[Coordinate labeling data]

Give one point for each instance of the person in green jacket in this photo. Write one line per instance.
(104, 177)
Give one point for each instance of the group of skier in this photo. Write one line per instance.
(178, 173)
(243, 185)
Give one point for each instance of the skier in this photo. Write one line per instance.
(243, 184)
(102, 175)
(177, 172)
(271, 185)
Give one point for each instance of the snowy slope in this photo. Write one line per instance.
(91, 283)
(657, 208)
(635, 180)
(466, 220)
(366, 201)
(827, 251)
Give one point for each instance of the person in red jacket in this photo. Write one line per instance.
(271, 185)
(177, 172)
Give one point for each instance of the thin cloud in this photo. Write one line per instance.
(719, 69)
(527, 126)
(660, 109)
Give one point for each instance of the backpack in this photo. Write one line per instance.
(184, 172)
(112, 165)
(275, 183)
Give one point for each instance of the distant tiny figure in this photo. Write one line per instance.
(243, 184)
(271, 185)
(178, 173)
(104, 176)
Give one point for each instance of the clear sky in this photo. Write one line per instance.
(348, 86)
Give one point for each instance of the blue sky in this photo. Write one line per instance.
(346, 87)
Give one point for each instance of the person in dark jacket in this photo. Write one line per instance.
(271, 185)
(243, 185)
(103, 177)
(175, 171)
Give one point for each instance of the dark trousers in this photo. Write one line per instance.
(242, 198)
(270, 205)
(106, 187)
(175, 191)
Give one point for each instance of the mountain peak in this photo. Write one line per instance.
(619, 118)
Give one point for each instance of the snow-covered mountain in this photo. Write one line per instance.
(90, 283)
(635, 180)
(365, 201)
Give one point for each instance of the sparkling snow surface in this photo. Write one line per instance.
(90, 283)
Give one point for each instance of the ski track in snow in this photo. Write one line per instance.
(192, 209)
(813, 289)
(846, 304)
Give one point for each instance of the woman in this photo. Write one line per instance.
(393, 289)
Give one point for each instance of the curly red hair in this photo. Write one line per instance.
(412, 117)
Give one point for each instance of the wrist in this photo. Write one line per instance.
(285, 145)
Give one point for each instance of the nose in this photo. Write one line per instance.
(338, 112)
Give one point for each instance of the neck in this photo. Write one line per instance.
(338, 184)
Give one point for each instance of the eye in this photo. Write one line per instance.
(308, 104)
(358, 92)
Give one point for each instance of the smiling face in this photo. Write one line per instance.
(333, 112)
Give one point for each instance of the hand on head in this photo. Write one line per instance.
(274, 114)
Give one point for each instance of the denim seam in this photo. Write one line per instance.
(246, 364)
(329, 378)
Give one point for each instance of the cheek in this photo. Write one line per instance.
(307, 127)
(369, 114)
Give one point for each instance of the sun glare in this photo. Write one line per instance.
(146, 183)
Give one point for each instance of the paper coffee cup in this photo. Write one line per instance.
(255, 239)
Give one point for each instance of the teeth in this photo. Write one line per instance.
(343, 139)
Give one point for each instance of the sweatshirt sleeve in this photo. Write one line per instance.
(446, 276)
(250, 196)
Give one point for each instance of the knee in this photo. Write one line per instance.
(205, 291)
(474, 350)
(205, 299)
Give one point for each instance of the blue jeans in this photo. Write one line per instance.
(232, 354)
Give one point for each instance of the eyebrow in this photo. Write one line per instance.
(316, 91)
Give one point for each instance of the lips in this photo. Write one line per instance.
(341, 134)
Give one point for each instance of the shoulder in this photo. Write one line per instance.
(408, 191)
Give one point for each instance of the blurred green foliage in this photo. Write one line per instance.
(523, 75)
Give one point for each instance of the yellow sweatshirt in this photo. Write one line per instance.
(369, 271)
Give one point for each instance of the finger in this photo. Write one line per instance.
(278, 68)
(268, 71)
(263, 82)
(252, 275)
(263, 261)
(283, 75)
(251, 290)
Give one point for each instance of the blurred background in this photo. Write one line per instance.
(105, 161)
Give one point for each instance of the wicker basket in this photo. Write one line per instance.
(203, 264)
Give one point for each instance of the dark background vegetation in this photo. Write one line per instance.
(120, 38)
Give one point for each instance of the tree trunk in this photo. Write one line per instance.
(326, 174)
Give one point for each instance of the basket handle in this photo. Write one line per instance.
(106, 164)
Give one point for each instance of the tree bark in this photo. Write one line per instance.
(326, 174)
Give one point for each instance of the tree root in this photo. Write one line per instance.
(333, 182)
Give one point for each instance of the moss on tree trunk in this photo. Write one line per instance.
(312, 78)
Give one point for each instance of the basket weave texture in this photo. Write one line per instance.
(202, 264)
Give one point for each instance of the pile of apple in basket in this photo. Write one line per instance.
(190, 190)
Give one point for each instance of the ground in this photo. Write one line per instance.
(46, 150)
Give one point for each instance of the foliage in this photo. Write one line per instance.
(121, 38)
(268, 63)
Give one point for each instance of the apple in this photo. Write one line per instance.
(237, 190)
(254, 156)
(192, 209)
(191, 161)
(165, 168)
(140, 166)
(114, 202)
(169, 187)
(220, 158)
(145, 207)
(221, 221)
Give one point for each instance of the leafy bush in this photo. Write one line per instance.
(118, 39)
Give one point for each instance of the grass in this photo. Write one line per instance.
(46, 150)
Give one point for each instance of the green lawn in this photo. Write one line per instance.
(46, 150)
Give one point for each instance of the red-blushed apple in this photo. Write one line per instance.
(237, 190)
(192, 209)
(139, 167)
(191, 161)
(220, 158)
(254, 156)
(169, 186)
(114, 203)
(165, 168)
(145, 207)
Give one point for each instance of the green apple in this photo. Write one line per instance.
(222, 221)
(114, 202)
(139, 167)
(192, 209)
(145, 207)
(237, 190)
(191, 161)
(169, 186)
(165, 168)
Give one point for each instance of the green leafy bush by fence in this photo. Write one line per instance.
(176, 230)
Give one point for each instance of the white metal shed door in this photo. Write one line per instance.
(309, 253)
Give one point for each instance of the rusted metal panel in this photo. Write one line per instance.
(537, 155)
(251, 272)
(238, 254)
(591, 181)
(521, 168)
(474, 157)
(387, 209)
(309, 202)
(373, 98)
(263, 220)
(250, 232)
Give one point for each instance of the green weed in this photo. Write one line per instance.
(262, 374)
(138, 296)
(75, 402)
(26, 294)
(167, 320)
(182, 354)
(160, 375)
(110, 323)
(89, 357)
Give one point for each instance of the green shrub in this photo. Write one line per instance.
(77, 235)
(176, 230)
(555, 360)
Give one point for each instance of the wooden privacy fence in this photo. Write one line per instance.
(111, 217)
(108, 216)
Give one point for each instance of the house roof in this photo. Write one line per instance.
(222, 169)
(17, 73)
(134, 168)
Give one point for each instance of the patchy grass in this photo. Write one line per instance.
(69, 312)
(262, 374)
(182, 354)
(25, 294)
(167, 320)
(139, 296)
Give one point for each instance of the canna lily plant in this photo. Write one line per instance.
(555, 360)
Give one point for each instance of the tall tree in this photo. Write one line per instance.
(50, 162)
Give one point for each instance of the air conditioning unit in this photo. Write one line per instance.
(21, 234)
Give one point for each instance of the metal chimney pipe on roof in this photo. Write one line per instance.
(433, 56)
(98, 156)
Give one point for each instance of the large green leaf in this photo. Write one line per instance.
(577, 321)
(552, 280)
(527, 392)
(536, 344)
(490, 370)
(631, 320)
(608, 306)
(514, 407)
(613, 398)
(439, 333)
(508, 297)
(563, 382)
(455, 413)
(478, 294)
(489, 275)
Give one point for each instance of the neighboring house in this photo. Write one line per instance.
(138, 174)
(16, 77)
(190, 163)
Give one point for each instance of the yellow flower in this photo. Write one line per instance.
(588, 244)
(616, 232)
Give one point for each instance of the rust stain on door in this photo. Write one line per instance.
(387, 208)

* OBJECTIVE
Can you write out all of the records above, line for line, with nothing changed?

* EXERCISE OUTPUT
Give one point for each instance of the person in green jacket in this photo. Write one line per instance.
(104, 177)
Give one point for each instance of the group of skier in this photo. Write one line per instance.
(178, 173)
(243, 185)
Give one point for each instance of the skier in this photo. Write one line per instance.
(243, 184)
(102, 175)
(177, 172)
(271, 185)
Give one point for each instance of the snowy slope in this photo. Write one line per instance.
(91, 283)
(657, 208)
(635, 180)
(466, 220)
(366, 201)
(827, 251)
Give one point for each instance of the person in red jacket in this photo. Write one line per instance.
(271, 185)
(177, 172)
Give one point for each instance of the thin cloud in this photo. Write one line per instance.
(719, 69)
(527, 126)
(660, 109)
Give one point for each instance of the backpack in this photo. Write one line per instance.
(184, 172)
(112, 165)
(275, 183)
Give one point for each instance of the distant tiny figure in this photo. Write one line per instance.
(243, 184)
(271, 185)
(178, 173)
(104, 176)
Give one point for each instance of the clear sky in this photo. Write one line per instance.
(348, 86)
Give one point for each instance of the blue sky in this photo. Write one line per instance.
(346, 87)
Give one point for each instance of the person in dark jacket in this photo. Write one line per instance.
(271, 185)
(243, 185)
(103, 177)
(175, 171)
Give one point for each instance of the dark trousers in this photo. Write one line per instance.
(242, 198)
(270, 205)
(106, 187)
(175, 191)
Give one point for each instance of the mountain peak in this photo. Write one line per instance.
(619, 118)
Give one point for each instance of the snow-covered mountain in this photo. Write one line per instance.
(90, 283)
(635, 180)
(365, 201)
Give one point for each instance of the sparkling snow surface in this photo. Write one line per instance.
(90, 283)
Give one point for each instance of the ski track in snow in this photo. Write one line per instance.
(192, 209)
(813, 289)
(846, 304)
Give one point for each instance of the woman in this photo. Write one line per instance.
(393, 289)
Give one point for each instance of the curly red hair in this photo. Write one line per instance.
(412, 117)
Give one point for each instance of the wrist in this photo. Write one line per instance.
(285, 145)
Give one point for each instance of the nose in this photo. Write one line per instance.
(338, 112)
Give one point for each instance of the neck in this photo. Write one line per instance.
(338, 184)
Give one point for each instance of the eye in this photo. Write one line per instance.
(308, 104)
(358, 92)
Give one point for each instance of the smiling face in this photo. Write one line per instance.
(333, 112)
Give one point for each instance of the hand on head in this photo. Write one line per instance.
(274, 114)
Give one point for each instance of the denim seam in this photo. Write one line per instance.
(246, 364)
(329, 378)
Give one point for each instance of the cheek in this photo. Write one line per instance.
(307, 127)
(369, 114)
Give one point for each instance of the sun glare in this photo. Write one line per instance.
(146, 183)
Give one point for each instance of the paper coffee cup in this photo. Write one line per instance.
(255, 239)
Give one point for each instance of the teeth in this photo. Write one line per instance.
(343, 139)
Give one point for each instance of the sweatshirt sleeve in this photo. Write one line per instance.
(446, 276)
(250, 196)
Give one point for each instance of the knee in this photo. Write one line per instance.
(205, 291)
(474, 350)
(205, 299)
Give one point for each instance of the blue jeans in this photo. Write one line per instance.
(232, 354)
Give one point for each instance of the eyebrow in this photo. Write one line per instance.
(316, 91)
Give one point for each instance of the lips in this photo. Write one line per instance.
(341, 134)
Give one point for each instance of the shoulder in this photo. Write one line per instance.
(408, 191)
Give one point for each instance of the blurred green foliage in this photo. Write one line per instance.
(523, 75)
Give one point for each instance of the yellow sweatshirt in this photo. Write one line per instance.
(369, 271)
Give one point for each instance of the finger in this photo. Write one line per instance.
(278, 68)
(268, 71)
(263, 82)
(252, 275)
(263, 261)
(283, 75)
(251, 290)
Give one point for each instance of the blurred background in this photo. Write one line per instance.
(105, 161)
Give one point for each instance of the wicker basket in this photo. Write one line per instance.
(203, 264)
Give one point for each instance of the dark background vegetation in this photo. Write one line per instance.
(120, 38)
Give one point for each instance of the tree trunk in this photo. Write one line per instance.
(326, 174)
Give one point for each instance of the basket handle in this photo. Write one line per instance.
(106, 164)
Give one point for each instance of the tree bark in this photo. Write one line per instance.
(326, 174)
Give one point for each instance of the tree root in this photo. Write one line per instance.
(333, 182)
Give one point for each instance of the moss on tree trunk in this photo. Write one line per instance.
(312, 78)
Give one point for each instance of the basket weave texture in this photo. Write one line per instance.
(202, 264)
Give one point for each instance of the pile of apple in basket in this photo. Write one line per instance.
(190, 190)
Give one point for each instance of the ground in this photo. Write one line per instance.
(46, 150)
Give one point for each instance of the foliage in this photo. Write one line per instance.
(121, 38)
(268, 63)
Give one point for each instance of the apple in this photo. Write one line per instance.
(237, 190)
(254, 156)
(192, 209)
(191, 161)
(165, 168)
(140, 166)
(114, 202)
(169, 187)
(220, 158)
(145, 207)
(221, 221)
Give one point for each instance of the leafy bush in this photo. Write one line per instance.
(118, 39)
Give one point for each instance of the grass in this photo. Write one line per instance.
(46, 150)
Give one point for each instance of the green lawn in this photo. Write one line per instance.
(46, 150)
Give one point for each instance of the red-blushed apple in this photo. Write one line per instance.
(237, 190)
(192, 209)
(139, 167)
(191, 161)
(220, 158)
(254, 156)
(169, 186)
(114, 203)
(165, 168)
(145, 207)
Give one point for each instance of the green apple in this photo. Write one line per instance.
(222, 221)
(114, 202)
(139, 167)
(192, 209)
(145, 207)
(237, 190)
(191, 161)
(169, 186)
(165, 168)
Give one point for each instance of the green leafy bush by fence in this photo. Write one line per instance.
(176, 230)
Give one point for each instance of the white metal shed door in this photo. Write one line per instance.
(309, 253)
Give one point for each instance of the rusted metal panel in this photo. Write one line per instance.
(537, 155)
(251, 272)
(238, 254)
(591, 181)
(521, 168)
(474, 157)
(387, 209)
(309, 202)
(373, 98)
(263, 220)
(250, 232)
Give one point for each instance of the green weed in this photo. Write one line per instance.
(262, 374)
(138, 296)
(75, 402)
(26, 294)
(167, 320)
(182, 354)
(160, 375)
(110, 323)
(89, 357)
Give one point for each instance of the green shrub in this photo. Write one line per instance.
(77, 235)
(176, 230)
(555, 360)
Give one point for each instance of the wooden privacy fence in this photo. Write one line per instance.
(111, 217)
(108, 216)
Give one point for each instance of the house roof in this photo. Write one line per instance.
(222, 169)
(17, 73)
(134, 168)
Give one point for each instance of the patchy grass in this photo. Write one line per instance.
(69, 312)
(262, 374)
(182, 354)
(25, 294)
(167, 320)
(139, 296)
Give one point for each instance of the canna lily plant in this photo. Write one line per instance.
(555, 360)
Give one point for each instance of the tall tree in this photo. Write one line per instance.
(50, 162)
Give one point for each instance of the air conditioning unit in this photo. Write one line per instance.
(21, 234)
Give one point for each instance of the metal chimney pipe on roof in this photo. Write one line per instance.
(433, 56)
(98, 156)
Give one point for each instance of the large green leaf in this photo. Write one line per instance.
(577, 321)
(552, 280)
(527, 392)
(536, 344)
(490, 370)
(631, 320)
(608, 306)
(514, 407)
(613, 398)
(439, 333)
(508, 297)
(563, 382)
(455, 413)
(478, 294)
(489, 275)
Give one point for each instance of the neighboring house in this photo. Write one line per instance.
(138, 174)
(16, 77)
(190, 163)
Give one point for each instance of the yellow flower in this photo. Write one line per instance.
(588, 244)
(616, 232)
Give one point for each instance of the rust stain on door in this photo. Write one line per instance.
(387, 208)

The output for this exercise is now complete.